### STUDY MATERIAL
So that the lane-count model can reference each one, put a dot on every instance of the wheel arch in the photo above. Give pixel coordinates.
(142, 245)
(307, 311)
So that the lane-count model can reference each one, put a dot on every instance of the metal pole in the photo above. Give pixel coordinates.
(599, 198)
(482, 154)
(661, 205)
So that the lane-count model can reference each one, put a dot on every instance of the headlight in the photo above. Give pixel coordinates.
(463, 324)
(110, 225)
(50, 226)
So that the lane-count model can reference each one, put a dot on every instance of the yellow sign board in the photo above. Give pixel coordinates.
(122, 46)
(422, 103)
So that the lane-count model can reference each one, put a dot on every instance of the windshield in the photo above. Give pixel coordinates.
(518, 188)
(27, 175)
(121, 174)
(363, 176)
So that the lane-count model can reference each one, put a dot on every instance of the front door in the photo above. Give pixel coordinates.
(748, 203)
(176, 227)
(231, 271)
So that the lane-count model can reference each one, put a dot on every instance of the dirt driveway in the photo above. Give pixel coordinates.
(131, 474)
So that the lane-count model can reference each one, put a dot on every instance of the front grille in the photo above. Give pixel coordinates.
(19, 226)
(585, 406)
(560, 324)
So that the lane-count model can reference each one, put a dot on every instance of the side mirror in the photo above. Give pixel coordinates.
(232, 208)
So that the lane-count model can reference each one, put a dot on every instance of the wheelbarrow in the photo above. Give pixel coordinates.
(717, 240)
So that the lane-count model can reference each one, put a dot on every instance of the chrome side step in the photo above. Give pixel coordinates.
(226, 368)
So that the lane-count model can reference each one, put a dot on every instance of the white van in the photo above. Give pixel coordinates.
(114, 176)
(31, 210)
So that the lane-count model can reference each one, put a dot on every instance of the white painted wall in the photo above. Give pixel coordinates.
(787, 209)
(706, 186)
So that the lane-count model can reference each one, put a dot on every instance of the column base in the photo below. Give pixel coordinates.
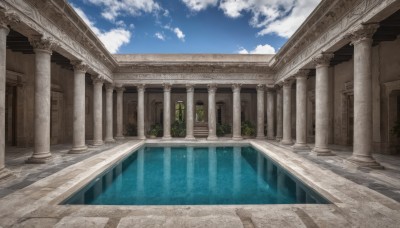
(364, 162)
(286, 142)
(212, 138)
(322, 152)
(39, 159)
(300, 147)
(98, 143)
(190, 138)
(78, 150)
(5, 173)
(110, 140)
(237, 138)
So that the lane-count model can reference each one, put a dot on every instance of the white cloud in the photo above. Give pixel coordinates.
(198, 5)
(160, 36)
(113, 8)
(179, 34)
(281, 17)
(112, 39)
(260, 49)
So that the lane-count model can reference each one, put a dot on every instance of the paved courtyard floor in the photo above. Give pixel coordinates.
(360, 197)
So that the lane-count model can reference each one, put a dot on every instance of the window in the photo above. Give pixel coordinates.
(179, 111)
(200, 114)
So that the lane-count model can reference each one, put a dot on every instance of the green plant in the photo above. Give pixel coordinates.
(248, 129)
(131, 130)
(178, 129)
(155, 130)
(396, 129)
(223, 129)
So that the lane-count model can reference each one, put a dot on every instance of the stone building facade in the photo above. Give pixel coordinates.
(336, 81)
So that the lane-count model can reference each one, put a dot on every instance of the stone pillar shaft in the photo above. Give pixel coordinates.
(301, 111)
(43, 49)
(322, 105)
(212, 123)
(279, 115)
(270, 114)
(78, 136)
(363, 127)
(3, 50)
(167, 111)
(97, 111)
(236, 133)
(287, 114)
(189, 112)
(120, 113)
(260, 111)
(141, 90)
(109, 113)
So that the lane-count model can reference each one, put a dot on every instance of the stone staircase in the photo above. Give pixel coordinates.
(200, 131)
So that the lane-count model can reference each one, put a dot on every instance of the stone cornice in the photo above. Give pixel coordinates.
(348, 15)
(57, 20)
(195, 68)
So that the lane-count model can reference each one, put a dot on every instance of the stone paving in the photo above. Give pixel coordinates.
(353, 205)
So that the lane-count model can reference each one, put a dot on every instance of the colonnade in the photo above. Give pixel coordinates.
(361, 40)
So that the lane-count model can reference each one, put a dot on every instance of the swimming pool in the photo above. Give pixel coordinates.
(195, 176)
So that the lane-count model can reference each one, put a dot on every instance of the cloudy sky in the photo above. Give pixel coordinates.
(194, 26)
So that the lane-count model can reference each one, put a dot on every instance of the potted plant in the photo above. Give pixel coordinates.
(154, 131)
(248, 129)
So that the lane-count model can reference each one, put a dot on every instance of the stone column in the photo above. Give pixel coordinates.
(270, 114)
(140, 121)
(167, 111)
(301, 111)
(322, 105)
(78, 134)
(236, 129)
(120, 112)
(189, 112)
(109, 113)
(287, 112)
(98, 82)
(363, 128)
(212, 123)
(260, 111)
(3, 48)
(43, 50)
(279, 114)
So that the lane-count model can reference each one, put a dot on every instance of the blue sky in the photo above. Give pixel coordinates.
(194, 26)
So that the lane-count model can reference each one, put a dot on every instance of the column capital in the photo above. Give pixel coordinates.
(167, 87)
(362, 33)
(322, 59)
(189, 88)
(141, 87)
(212, 88)
(119, 88)
(302, 74)
(109, 87)
(8, 18)
(43, 43)
(98, 79)
(79, 66)
(260, 87)
(287, 82)
(236, 87)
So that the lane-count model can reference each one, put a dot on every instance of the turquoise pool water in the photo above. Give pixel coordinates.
(195, 176)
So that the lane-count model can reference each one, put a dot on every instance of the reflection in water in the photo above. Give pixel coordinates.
(182, 176)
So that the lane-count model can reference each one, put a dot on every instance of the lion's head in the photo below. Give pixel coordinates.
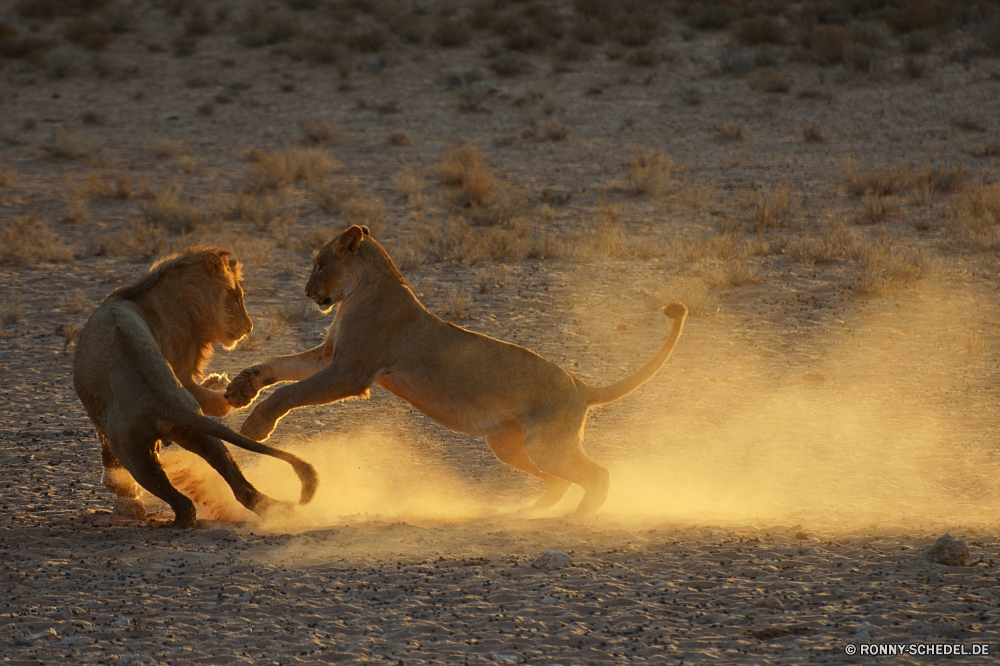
(337, 267)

### WHAT YOU HAVE TO DO
Give back, word for word, the lines from the one containing "of the turquoise" through the last line of the listing above; include both ends and exclude the pictures.

### EXERCISE RESULT
So that the lane-count model can reference each one, put a dot on every instance of the turquoise pool water in the photo above. Give pixel coordinates.
(195, 176)
So that the lane-count model can reference each one, put a dot on every instance of the reflection in water in the photo above. Give pixel coordinates.
(182, 176)
So that the lane-count model can reference each one, put a dot on every instance of the lion's head in the photo below. Give pixel coordinates.
(337, 267)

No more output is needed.